ZITIERTER TEXT>
━━━━━━━━━━
Die Ergebnisse des EU-Gipfels müssten der CSU eigentlich passen

Die spannende Frage ist jetzt: Entsprechen die Ergebnisse des EU-Gipfels den Erwartungen der CSU? Oder konkret: Ist die Verständigung der EU-Staats- und Regierungschefs darauf, dass in den nächsten Jahren ein effektiver EU-Außengrenzschutz aufgebaut, Sammellager in Afrika und geschlossene Aufnahmelager in EU-Mitgliedsländern eingerichtet werden, für die CSU überzeugend?

Auf Linie der CSU müsste auf jeden Fall die Aussage des Gipfels zur sogenannten "Sekundärmigration" sein. Hier heißt es nämlich: "Mitgliedstaaten sollten alle nötigen internen gesetzgeberischen und administrativen Maßnahmen ergreifen, um solchen Bewegungen entgegenzuwirken, und dabei eng zusammenarbeiten." In den Augen der CSU könnte das eigentlich nur bedeuten, dass Deutschland, und damit der CSU-Bundesinnenminister, an den Grenzen zurückweisen darf oder es sogar soll.

Eine Unions-Zukunft ohne Merkel und Seehofer? 

Möglicherweise wäre der Streit nicht so heftig, wenn die Hauptprotagonisten nicht Merkel und Seehofer wären. Obwohl alle betonen, dass es nur um Sachfragen geht, so ist die Wahrheit auch, dass Seehofer und Merkel seit vielen Jahren immer wieder aneinandergeraten sind und sich nichts geschenkt haben. Als Seehofer stellvertretender CDU/CSU Fraktionschef war, wollte Merkel ihn wegen großer Differenzen um die Gesundheitspolitik politisch erledigen. Seehofer trat zurück. Jahre später demütigte Seehofer die Bundeskanzlerin bei einem Parteitag auf offener Bühne. Nach der Bundestagswahl 2017 musste Seehofer einen hohen Preis für die Wahlniederlage zahlen. Er verlor sein Ministerpräsidentenamt, Merkel durfte weitermachen. Jetzt tragen die beiden gewissermaßen ihr Endspiel aus und in der CSU gibt es einzelne Stimmen, die sich fragen, ob die Koalition wirklich am Ende wäre, wenn Merkel ihren Minister Seehofer feuern würde. 

Vielleicht, so die Überlegung einiger, müsste Seehofer gehen, aber nicht gleich die ganze CSU? Das wäre nur dann denkbar, wenn die CSU Seehofer als Parteichef absetzen würde. Es ist ein Szenario. Vorstellbar ist das im Moment aber nicht.

Was macht Söder?
━━━━━━━━━━
(Zeigeeinträge zu beschrifteten Objekten)

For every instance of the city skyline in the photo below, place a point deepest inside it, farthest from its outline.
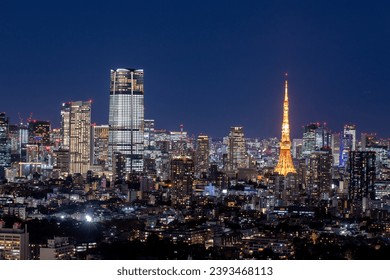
(336, 62)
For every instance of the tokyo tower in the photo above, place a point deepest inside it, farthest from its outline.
(285, 164)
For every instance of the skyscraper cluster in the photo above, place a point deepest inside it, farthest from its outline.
(181, 187)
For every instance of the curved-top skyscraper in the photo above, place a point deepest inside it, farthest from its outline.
(126, 121)
(285, 164)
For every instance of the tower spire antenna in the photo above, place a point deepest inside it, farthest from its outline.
(285, 164)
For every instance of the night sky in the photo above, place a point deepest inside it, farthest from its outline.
(208, 65)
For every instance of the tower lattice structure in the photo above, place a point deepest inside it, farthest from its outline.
(285, 164)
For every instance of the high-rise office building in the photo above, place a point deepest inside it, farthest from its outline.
(126, 119)
(362, 174)
(335, 146)
(319, 174)
(202, 154)
(182, 176)
(39, 132)
(315, 137)
(297, 148)
(5, 144)
(347, 143)
(285, 164)
(149, 136)
(236, 151)
(99, 144)
(368, 140)
(350, 129)
(65, 123)
(76, 127)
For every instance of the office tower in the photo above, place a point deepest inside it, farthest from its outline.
(182, 176)
(315, 137)
(149, 136)
(236, 151)
(368, 140)
(99, 147)
(285, 164)
(350, 129)
(39, 132)
(13, 134)
(319, 174)
(76, 127)
(126, 118)
(202, 153)
(361, 169)
(14, 242)
(5, 144)
(347, 144)
(297, 148)
(65, 125)
(335, 146)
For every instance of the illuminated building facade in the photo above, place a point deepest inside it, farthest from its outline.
(5, 144)
(39, 132)
(202, 161)
(65, 123)
(236, 152)
(347, 143)
(99, 147)
(126, 118)
(77, 126)
(315, 137)
(182, 176)
(361, 169)
(285, 164)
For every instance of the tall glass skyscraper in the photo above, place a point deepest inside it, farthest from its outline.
(126, 120)
(76, 134)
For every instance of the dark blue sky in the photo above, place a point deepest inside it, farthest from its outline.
(208, 64)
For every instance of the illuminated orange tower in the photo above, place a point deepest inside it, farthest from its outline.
(285, 164)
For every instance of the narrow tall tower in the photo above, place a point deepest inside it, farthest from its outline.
(285, 164)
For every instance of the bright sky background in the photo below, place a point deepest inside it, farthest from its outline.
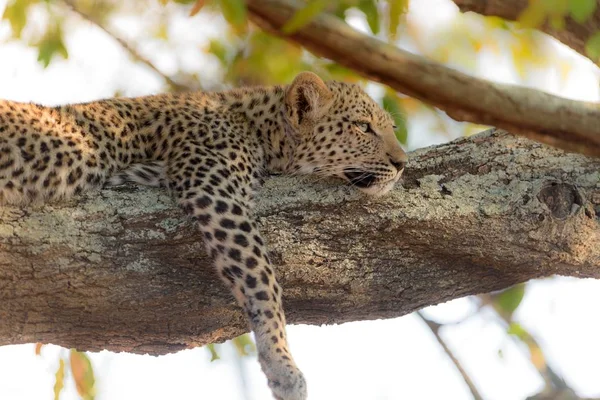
(389, 359)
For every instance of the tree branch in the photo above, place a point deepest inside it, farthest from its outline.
(574, 34)
(435, 329)
(124, 270)
(126, 46)
(549, 119)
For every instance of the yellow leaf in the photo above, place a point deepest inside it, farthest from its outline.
(197, 7)
(533, 16)
(235, 13)
(83, 374)
(537, 357)
(59, 379)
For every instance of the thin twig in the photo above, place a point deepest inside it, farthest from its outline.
(126, 46)
(435, 329)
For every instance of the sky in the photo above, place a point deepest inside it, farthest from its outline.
(384, 359)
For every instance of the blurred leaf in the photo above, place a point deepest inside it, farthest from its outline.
(557, 22)
(83, 374)
(162, 31)
(50, 45)
(369, 8)
(592, 47)
(533, 16)
(266, 60)
(304, 16)
(515, 329)
(390, 104)
(213, 353)
(242, 342)
(16, 14)
(59, 379)
(197, 7)
(582, 10)
(535, 352)
(508, 300)
(235, 13)
(397, 9)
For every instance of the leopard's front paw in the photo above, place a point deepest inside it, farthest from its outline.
(286, 381)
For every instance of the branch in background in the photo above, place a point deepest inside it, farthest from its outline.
(555, 386)
(177, 87)
(435, 329)
(568, 124)
(574, 34)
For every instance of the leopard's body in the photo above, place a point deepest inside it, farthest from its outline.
(211, 150)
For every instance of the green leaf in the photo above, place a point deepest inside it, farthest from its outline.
(244, 344)
(592, 47)
(213, 352)
(83, 374)
(397, 9)
(304, 16)
(582, 10)
(59, 379)
(51, 44)
(391, 105)
(516, 329)
(235, 13)
(509, 299)
(369, 8)
(16, 14)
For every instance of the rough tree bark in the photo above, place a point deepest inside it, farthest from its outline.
(122, 269)
(557, 121)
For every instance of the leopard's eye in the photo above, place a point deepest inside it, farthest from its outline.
(364, 126)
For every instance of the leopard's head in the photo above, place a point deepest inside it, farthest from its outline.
(341, 132)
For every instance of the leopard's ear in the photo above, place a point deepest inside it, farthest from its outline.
(307, 99)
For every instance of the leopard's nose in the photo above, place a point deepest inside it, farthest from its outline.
(398, 164)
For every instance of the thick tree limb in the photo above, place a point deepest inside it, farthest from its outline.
(574, 34)
(123, 270)
(568, 124)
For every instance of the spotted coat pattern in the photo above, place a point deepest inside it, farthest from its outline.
(211, 151)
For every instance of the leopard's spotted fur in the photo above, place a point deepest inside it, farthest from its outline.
(211, 150)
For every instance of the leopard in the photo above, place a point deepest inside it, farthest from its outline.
(211, 151)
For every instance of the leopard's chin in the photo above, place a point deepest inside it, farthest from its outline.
(379, 189)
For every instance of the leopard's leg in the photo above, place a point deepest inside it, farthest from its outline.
(218, 201)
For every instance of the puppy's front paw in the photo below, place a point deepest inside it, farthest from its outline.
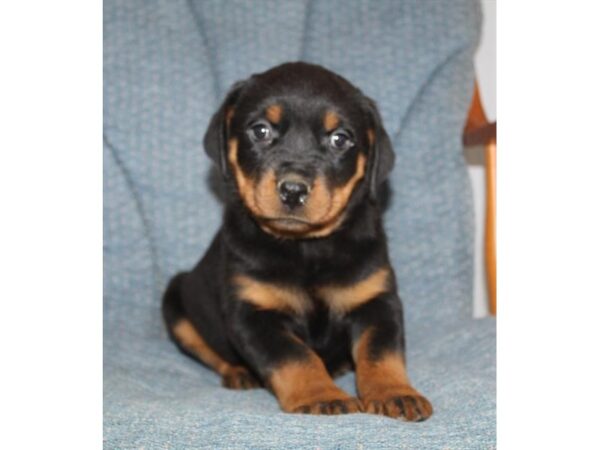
(411, 407)
(336, 406)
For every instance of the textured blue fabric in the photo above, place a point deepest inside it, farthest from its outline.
(167, 65)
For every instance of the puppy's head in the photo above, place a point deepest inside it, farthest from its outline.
(299, 142)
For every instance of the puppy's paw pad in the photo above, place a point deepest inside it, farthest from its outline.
(412, 408)
(239, 378)
(331, 407)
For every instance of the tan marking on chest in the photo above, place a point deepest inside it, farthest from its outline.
(343, 299)
(272, 296)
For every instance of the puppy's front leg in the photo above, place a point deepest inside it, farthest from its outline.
(378, 352)
(294, 372)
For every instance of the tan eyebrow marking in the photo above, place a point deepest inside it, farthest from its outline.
(274, 113)
(331, 121)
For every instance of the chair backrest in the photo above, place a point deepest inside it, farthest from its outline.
(167, 65)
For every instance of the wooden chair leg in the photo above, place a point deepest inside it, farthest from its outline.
(490, 223)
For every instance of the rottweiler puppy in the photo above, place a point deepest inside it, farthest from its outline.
(297, 284)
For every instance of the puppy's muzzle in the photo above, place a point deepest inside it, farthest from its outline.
(293, 192)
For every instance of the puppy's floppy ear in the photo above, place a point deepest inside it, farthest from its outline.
(381, 151)
(215, 138)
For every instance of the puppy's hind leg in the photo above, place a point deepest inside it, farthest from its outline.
(190, 341)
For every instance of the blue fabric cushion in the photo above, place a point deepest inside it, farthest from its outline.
(167, 65)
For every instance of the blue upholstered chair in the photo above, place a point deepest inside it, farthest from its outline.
(167, 65)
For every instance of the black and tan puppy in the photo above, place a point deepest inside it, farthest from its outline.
(297, 285)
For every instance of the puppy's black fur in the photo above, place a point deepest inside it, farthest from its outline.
(297, 284)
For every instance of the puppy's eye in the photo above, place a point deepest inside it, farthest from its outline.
(340, 140)
(261, 132)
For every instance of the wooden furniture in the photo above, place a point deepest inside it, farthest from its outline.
(480, 132)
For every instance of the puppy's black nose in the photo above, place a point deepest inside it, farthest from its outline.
(293, 193)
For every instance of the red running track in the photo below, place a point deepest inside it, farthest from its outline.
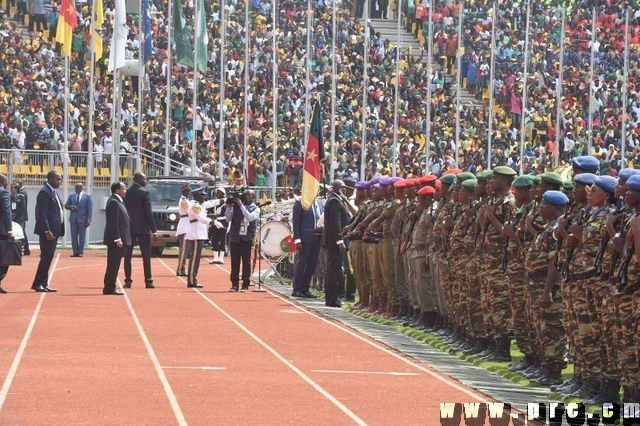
(173, 355)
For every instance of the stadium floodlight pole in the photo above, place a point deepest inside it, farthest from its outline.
(365, 94)
(334, 55)
(275, 97)
(458, 84)
(594, 16)
(492, 66)
(623, 161)
(167, 118)
(429, 90)
(525, 78)
(394, 164)
(556, 149)
(223, 34)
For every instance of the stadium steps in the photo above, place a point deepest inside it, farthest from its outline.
(388, 29)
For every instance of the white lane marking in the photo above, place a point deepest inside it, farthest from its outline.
(304, 377)
(23, 344)
(386, 373)
(177, 411)
(193, 368)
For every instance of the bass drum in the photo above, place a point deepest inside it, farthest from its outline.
(269, 237)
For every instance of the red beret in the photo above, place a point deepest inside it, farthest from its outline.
(427, 190)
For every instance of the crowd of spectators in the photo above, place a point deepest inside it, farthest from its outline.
(32, 87)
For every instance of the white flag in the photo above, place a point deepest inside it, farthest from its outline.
(119, 39)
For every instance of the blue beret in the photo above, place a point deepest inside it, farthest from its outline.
(607, 183)
(585, 178)
(625, 174)
(557, 198)
(586, 163)
(634, 182)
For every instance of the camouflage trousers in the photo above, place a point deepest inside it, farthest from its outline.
(500, 322)
(624, 337)
(475, 317)
(547, 323)
(603, 324)
(520, 315)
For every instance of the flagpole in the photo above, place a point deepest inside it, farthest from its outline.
(525, 78)
(223, 33)
(333, 97)
(623, 162)
(275, 95)
(556, 153)
(459, 85)
(395, 102)
(167, 118)
(593, 58)
(429, 93)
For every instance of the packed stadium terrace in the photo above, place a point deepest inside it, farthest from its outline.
(32, 95)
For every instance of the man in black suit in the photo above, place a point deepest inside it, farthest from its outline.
(49, 228)
(336, 218)
(5, 222)
(117, 235)
(143, 228)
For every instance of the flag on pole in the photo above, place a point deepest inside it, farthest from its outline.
(67, 22)
(146, 23)
(314, 154)
(96, 39)
(119, 40)
(202, 38)
(181, 36)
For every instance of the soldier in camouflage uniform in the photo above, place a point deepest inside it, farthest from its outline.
(544, 289)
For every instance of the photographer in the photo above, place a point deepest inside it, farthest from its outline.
(241, 213)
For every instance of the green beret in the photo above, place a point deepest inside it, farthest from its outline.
(552, 179)
(504, 171)
(470, 184)
(448, 180)
(523, 181)
(567, 185)
(461, 177)
(485, 175)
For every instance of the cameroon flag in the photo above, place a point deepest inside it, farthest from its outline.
(67, 22)
(314, 154)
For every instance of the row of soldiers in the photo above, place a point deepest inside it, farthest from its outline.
(481, 260)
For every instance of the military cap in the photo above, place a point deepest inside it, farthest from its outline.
(625, 174)
(634, 182)
(567, 185)
(427, 190)
(557, 198)
(461, 177)
(587, 163)
(522, 181)
(585, 178)
(448, 180)
(504, 171)
(470, 184)
(607, 183)
(552, 179)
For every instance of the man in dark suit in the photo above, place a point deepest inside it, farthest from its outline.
(5, 222)
(307, 246)
(49, 228)
(117, 236)
(143, 228)
(336, 218)
(81, 207)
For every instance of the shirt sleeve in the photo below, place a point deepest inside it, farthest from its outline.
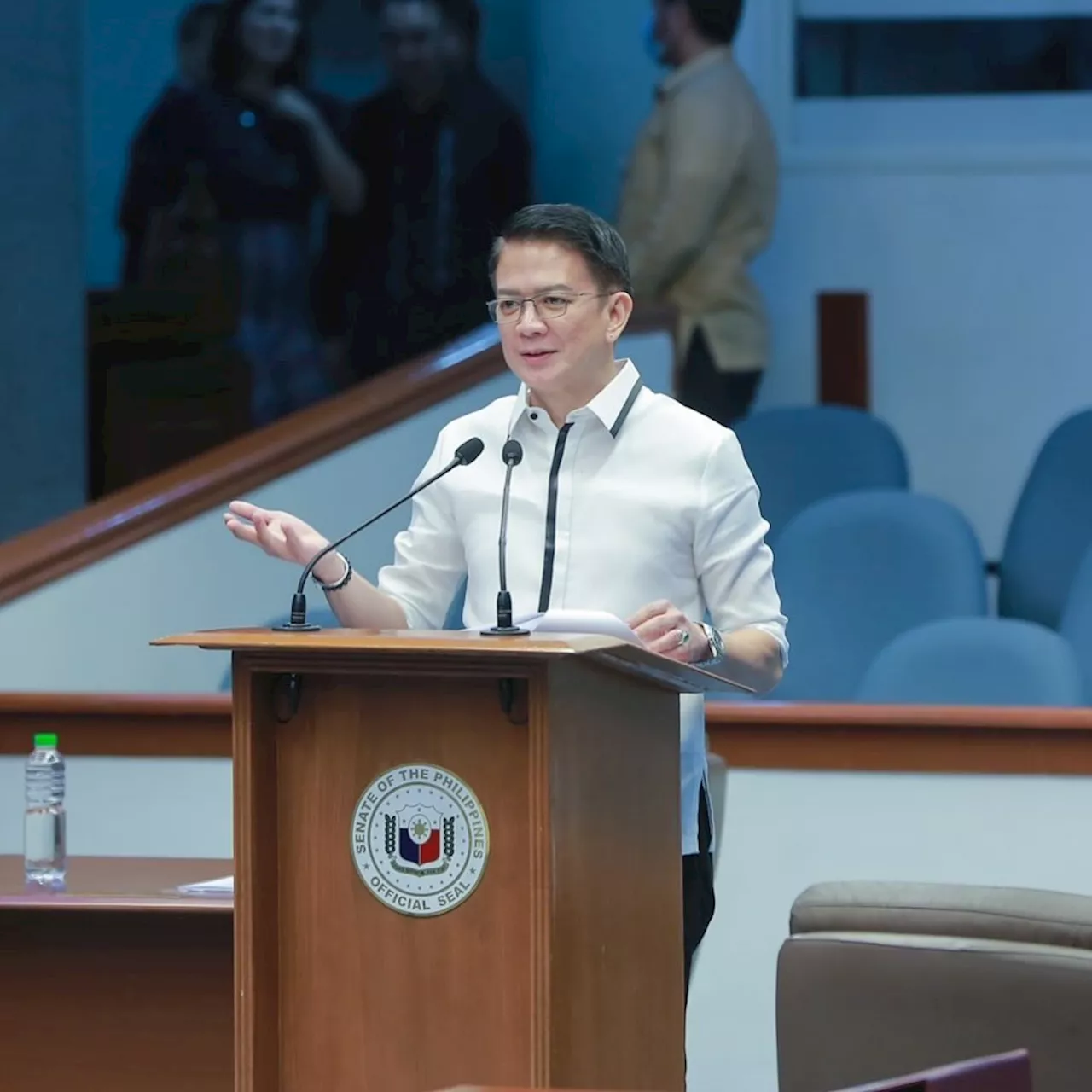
(702, 148)
(429, 560)
(734, 564)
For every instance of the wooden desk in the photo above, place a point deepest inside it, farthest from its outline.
━━━━━━━━━━
AUFGABEN>
(a) Stimmen diese Aussagen mit dem Text über den EU-Gipfel und die CSU überein? (i) Seehofer trat zurück, als er stellvertretender CDU/CSU-Fraktionschef war. (ii) Nach der Bundestagswahl 2017 verlor Merkel ihr Amt. (iii) Dass die CSU Seehofer als Parteichef absetzt, gilt derzeit als vorstellbar. Antworte jeweils mit Ja oder Nein und zitiere die entscheidenden Worte des Textes wörtlich.
(b) Führe den Text über den EU-Gipfel und die CSU nach der letzten Zwischenüberschrift „Was macht Söder?“ weiter.

ANTWORTEN>
(a)
(i) Ja: „Seehofer trat zurück.“
(ii) Nein: „Er verlor sein Ministerpräsidentenamt, Merkel durfte weitermachen.“
(iii) Nein: „Vorstellbar ist das im Moment aber nicht.“

(b)
Für manche ist Horst Seehofer ein Getriebener von Alexander Dobrindt und Markus Söder. Beide traten lauter und entschlossener auf als er. Beide gelten auch als aussichtsreiche Anwärter auf den Posten des CSU-Parteichefs. Von daher kommt es auch darauf an, was Dobrindt und Söder sagen. Und weil in Bayern bald Landtagswahlen anstehen, kommt es eben noch ein bisschen mehr darauf an, was Söder sagt. Der hielt sich die letzten Tage eher zurück. Er will abwarten, bewerten und dann entscheiden.

Wenn die CSU umfällt und Merkel zu sehr entgegenkommt, hat Söder ein Problem. Darum kommt es darauf an, wie der Franke zu all dem steht, was da am Wochenende beschlossen wird. Und Söder ist der heimliche Favorit auf den Parteivorsitz. Denn im Gegensatz zu Dobrindt, der durchaus präsent ist, ist Söder neben seiner Präsenz auch noch in der Partei beliebt.

Blick in Geschichte könnte weiterhelfen

Vielleicht weist ja der Blick in die CSU-Geschichte einen Ausweg. Als Franz-Josef Strauß 1976 nach dem historischen Beschluss, die Fraktionsgemeinschaft mit der CDU aufzukündigen, wieder einlenkte, sagte er zur Begründung: Der Trennungsbeschluss sei zwar nicht aufgehoben, aber "durch neue Vorschläge" überlagert worden.

Vielleicht heißt es ja auch nach diesem Wochenende: Die CSU-Beschlüsse gelten zwar weiter, seien aber durch neue Vorschläge überlagert. Nach den Einlassungen führender CSU-Politiker sieht es ganz danach aus, als würde die Fraktionsgemeinschaft von CSU und CDU auch 2018 nicht beendet.